Work to complete:
1. List every source cited by author and year in the passage on fish safety and risk analysis.
2. Extend the passage on fish safety and risk analysis, picking up right after its last line.
━━━━━ Document passage
In January 2004, Hites et al. (2004) published an article in Science that caused much debate about the safety of farmed salmon and potential harmful effects of contaminants in the salmon, especially salmon from Northern Europe. Other studies followed on the benefits versus the risk of consuming salmon, among other things (Gochfeld and Burger, 2005; Mozaffarian and Rimm, 2006). What these discussions have done is to make the issue of balancing the risks and benefits of fish consumption a very visible public health topic. Scientists have mainly been focused on the beneficial effects of n-3 polyunsaturated fatty acids (PUFAs) versus the negative effects of some contaminants, such as methylmercury and dioxins. There have, however, also been claims that antioxidants and other substances in fish can also have beneficial effects on health (Astley, 2003; Gunnarsson et al., 2006).

This illustrates the complexity of risk-benefit analysis. It is very difficult to list all the substances that have beneficial effects vs. those that have negative health effects. To make it even more complex, substances that are considered to be beneficial can in high doses be dangerous. The bottom line is that this topic is a very complex one, but at the same time very interesting and important.

Upcoming requirements

Iceland is not part of the EU, but is a part of the European Free Trade Association (EFTA). Through this organization Iceland and other EFTA countries (excluding Switzerland) signed an agreement with the EU creating the European Economic Area (EEA). Basically this means that Iceland gains access to the Internal Market, but in turn has to comply with EU laws and regulations on most issues.

The Directorate of Fisheries in Iceland is the competent authority responsible for implementing these regulations and has to ensure Icelandic fish producers comply with these regulations. Regulation (EC) No. 178/2002, Chapter II, Article 6 states:

“In order to achieve the general objective of a high level of protection of human health and life, food law shall be based on risk analysis except where this is not appropriate to the circumstances or the nature of the measure.”

This focus on risk and risk analysis is further emphasized in Regulation (EC) No 882/2004 of the European Parliament and of the Council of 29 April 2004, on official controls performed to ensure the verification of compliance with feed and food law, animal health and animal welfare rules. In Article 3, Chapter I, it says:

“Member States shall ensure that official controls are carried out regularly, on a risk basis and with appropriate frequency, so as to achieve the objectives of this Regulation, taking account of: “(a) identified risks associated with animals, feed or food, feed or food businesses, the use of feed or food or any process, material, substance, activity or operation that may influence feed or food safety, animal health or animal welfare; “(b) feed or food business operators’ past record as regards compliance with feed or food law or with animal health and animal welfare rules.”

The Directorate of Fisheries in Iceland has started work on risk categorization of the fish industry and of establishments. The evaluation has been done according to a Danish model (Fødevarestyrelsen, 2006) and is based on six risk categories:

1. Microbiological risk associated with the type of product and final use.
━━━━━━━━━━
━━━━━ Entries provided
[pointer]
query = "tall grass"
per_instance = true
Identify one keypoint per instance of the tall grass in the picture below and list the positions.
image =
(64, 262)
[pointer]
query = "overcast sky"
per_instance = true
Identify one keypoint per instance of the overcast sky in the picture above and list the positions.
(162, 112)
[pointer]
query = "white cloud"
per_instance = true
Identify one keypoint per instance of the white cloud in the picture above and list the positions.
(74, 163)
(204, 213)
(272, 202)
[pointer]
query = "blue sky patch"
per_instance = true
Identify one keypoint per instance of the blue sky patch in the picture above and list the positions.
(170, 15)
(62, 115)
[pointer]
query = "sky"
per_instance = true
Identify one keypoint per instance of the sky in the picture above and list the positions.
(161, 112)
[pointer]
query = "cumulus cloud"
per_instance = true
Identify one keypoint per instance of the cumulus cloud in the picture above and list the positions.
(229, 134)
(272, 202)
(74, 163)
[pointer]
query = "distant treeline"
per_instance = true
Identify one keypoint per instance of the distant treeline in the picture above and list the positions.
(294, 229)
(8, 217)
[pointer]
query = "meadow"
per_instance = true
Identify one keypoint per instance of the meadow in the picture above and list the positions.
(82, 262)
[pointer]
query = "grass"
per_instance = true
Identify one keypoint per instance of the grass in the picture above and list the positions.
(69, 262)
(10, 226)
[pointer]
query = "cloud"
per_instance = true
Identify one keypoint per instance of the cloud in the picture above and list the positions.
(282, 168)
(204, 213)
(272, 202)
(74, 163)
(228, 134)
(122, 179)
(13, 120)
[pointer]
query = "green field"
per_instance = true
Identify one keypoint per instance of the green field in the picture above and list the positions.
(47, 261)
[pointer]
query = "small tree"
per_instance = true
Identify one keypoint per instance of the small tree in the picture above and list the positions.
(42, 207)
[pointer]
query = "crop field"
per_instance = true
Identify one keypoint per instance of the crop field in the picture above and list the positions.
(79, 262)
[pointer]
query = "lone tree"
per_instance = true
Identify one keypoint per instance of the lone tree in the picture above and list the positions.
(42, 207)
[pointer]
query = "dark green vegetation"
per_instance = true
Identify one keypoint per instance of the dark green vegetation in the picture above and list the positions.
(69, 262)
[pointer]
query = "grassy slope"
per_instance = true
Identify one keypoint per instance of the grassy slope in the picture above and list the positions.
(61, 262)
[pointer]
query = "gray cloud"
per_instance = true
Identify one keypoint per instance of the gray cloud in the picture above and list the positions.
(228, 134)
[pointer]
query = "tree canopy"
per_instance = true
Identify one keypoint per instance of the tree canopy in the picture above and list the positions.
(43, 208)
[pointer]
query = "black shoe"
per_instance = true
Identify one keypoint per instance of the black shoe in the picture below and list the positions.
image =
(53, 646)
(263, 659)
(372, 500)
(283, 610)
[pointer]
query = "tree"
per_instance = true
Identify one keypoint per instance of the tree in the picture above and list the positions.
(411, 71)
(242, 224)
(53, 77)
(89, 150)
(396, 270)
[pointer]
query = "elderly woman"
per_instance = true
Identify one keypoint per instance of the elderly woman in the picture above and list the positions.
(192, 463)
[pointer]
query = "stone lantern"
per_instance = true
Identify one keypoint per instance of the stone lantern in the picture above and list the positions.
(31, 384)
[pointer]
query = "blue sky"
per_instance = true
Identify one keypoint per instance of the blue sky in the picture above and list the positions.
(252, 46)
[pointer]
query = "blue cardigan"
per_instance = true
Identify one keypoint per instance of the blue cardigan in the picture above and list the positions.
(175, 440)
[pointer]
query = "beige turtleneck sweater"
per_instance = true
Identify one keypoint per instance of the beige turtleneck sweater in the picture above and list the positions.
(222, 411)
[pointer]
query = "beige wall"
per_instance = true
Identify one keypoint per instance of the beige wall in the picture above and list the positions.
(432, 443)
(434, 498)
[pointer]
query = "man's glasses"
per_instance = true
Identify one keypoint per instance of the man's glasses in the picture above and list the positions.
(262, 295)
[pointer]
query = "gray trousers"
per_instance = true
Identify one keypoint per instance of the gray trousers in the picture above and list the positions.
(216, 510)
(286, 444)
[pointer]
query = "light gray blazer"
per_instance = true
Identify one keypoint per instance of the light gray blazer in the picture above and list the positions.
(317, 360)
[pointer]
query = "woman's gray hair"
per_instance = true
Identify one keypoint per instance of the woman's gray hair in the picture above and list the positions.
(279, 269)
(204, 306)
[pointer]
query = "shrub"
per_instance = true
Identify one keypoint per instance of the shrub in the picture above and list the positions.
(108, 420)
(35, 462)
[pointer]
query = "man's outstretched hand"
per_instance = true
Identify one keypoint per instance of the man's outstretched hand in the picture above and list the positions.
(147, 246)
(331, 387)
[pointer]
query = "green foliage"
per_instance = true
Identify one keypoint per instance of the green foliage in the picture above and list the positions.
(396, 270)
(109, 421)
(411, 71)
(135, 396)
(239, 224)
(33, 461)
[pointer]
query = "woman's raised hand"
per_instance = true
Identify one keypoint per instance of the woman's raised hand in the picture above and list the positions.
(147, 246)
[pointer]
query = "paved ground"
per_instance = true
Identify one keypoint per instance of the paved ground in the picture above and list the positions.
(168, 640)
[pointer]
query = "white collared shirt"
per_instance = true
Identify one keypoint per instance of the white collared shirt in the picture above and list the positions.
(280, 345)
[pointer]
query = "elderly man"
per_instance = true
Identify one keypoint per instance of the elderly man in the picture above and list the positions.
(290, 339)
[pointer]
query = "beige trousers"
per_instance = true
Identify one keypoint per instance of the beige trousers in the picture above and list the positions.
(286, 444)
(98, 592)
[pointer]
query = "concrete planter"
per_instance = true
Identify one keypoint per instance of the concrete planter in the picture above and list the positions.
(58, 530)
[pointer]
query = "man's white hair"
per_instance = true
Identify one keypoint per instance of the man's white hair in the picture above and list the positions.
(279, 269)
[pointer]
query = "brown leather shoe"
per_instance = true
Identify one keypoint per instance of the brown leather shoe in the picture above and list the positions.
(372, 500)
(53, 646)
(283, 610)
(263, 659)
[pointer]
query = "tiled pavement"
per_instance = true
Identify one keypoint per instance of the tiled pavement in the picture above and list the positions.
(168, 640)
━━━━━━━━━━
Answers for this exercise:
1.
- Hites et al. (2004)
- Gochfeld and Burger, 2005
- Mozaffarian and Rimm, 2006
- Astley, 2003
- Gunnarsson et al., 2006
- Fødevarestyrelsen, 2006

2.
2. Microbiological risk associated with the type and scope of handling of the products.
3. Processes that decrease the microbiological risk.
4. Chemicals from the primary production stage (catch).
5. Risk because of the use of chemicals in the production process.
6. Estimation of the size of the consumer group.

The production processes are then divided into:

• High risk (fresh fish, frozen);
• Medium risk (salted, dried, cold smoked, gravad); and
• Low risk (canned).

Every production type is evaluated according to the 6 risk categories. Points are allocated in a pre-determined manner, and these are then used to place the individual sector into an inspection-frequency bracket (2–4 visits a year, 4–6 visits, etc.). For example, frozen fish received 55 points, which results in an inspection frequency of 2–4 times a year.

After the different branches of the industry have been evaluated in general, the individual establishments are evaluated according to 4 main categories:

• conditions in the establishment and in the production process;
• risk associated with production conditions;
• own-check system (HACCP, etc.); and
• results of earlier inspections or sampling.

To assist in this evaluation, the Directorate of Fisheries has developed an evaluation scheme for use in the evaluation process. There still is a lot of work needed in order to make the Danish model fit Icelandic reality, but the results will be used to develop a risk-based control programme.

Conclusion

Risk assessment of food can be a highly complex process, depending on the type of risk assessment used. A quantitative risk assessment is the most comprehensive risk assessment, and also the most complex. To illustrate that, only a handful of quantitative risk assessments are available today. The process involves various experts from different disciplines: food science, toxicology, biology, microbiology, chemistry, etc.

Risk-benefit analysis is an emerging field. The idea is to take into account both the benefits and risk associated with consuming a certain product. It has been especially interesting to follow the developments in this field in the debate about the health benefits of seafood: good fish/bad fish. The challenge in this field is huge: “How do you weigh up the different benefits versus the risks?” and “What is the dose-response of the different parameters?” Many other factors need to be considered, which makes this a very interesting, but also a very difficult and complex, field.

One question arises with this emerging analysis: “Should regulators take account of the benefits of certain foodstuff when creating legislation, maximum limits, etc?” This is not an easy question to answer. This is still a very new field and I would recommend that, before benefits are taken into the equation, some international guidelines should be issued providing guidance on how a risk-benefit analysis should be conducted.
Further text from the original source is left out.